═════ Texte fourni ═════

Cybersécurité : un passage à l'action est nécessaire au niveau du conseil d'administration
Adoptée par le parlement Européen, la directive NIS 2 annonce des grands chantiers pour les entreprises en termes de cybersécurité. Les conseils d'administration sont-ils prêts à passer à l'action ?
Adoptée en novembre dernier par le Parlement européen et en décembre par le Conseil de l’Europe dans le but de consolider la posture cyber des organisations, la directive NIS 2 vient remplacer NIS (votée en 2016) et annonce de grands chantiers pour les entreprises de tous les états membres, qui ont maintenant jusqu’à 2024 pour la transposer dans leur législation et les mettre en application sur leur territoire.

═════ Items fournis ═════

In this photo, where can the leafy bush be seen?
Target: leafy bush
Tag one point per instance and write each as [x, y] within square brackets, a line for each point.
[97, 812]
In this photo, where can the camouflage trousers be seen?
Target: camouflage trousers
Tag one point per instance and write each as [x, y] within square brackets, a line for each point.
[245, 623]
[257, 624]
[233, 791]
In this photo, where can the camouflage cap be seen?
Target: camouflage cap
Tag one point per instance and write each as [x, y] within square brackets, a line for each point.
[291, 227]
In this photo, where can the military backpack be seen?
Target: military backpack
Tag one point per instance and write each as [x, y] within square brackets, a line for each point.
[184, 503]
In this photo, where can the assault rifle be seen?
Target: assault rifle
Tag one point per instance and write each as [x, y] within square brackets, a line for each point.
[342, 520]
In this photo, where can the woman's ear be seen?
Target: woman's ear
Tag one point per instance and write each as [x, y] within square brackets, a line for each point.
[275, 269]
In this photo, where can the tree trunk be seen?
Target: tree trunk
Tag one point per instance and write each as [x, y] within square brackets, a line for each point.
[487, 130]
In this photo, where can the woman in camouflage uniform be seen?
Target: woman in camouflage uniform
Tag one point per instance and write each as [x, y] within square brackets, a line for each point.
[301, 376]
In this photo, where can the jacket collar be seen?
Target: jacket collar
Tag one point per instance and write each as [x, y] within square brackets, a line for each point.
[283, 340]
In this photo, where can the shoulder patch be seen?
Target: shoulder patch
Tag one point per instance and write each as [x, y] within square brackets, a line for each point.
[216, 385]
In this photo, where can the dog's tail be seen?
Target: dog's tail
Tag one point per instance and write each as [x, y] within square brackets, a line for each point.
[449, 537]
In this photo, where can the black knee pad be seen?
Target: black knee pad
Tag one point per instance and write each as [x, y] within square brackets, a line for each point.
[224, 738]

═════

__Objectif__. Poursuivez le texte sur la directive NIS 2 à partir de sa dernière phrase. Les items proviennent d'une source distincte de celle du texte.

__Réponse attendue__.
Face à l’évolution de la menace, NIS 2 vise à renforcer la résilience des organisations, en particulier l’hygiène informatique de base, la formation à la cybersécurité, les politiques de contrôle d’accès et la gestion des actifs, les procédures de réponse aux incidents et la gestion des crises, la gestion et la divulgation des vulnérabilités, et l’évaluation des mesures de gestion des risques de cybersécurité.
Jusqu’à présent, seuls les acteurs de l’énergie, des transports, les banques et institutions financières, la santé, les réseaux d’eau et certaines infrastructures numériques étaient concernés. Le périmètre est désormais élargi à près de 600 types d’entités différentes, dont les administrations publiques et des entreprises allant des PME aux groupes du CAC 40.
Mais pour Yves Verhoeven, Sous-Directeur Stratégie de l’ANSSI, l’Agence Nationale de la Sécurité des Systèmes d’Information, « l’objectif reste inchangé : élever le niveau global de sécurité numérique en France en permettant aux entités concernées de mieux se protéger face à la menace. »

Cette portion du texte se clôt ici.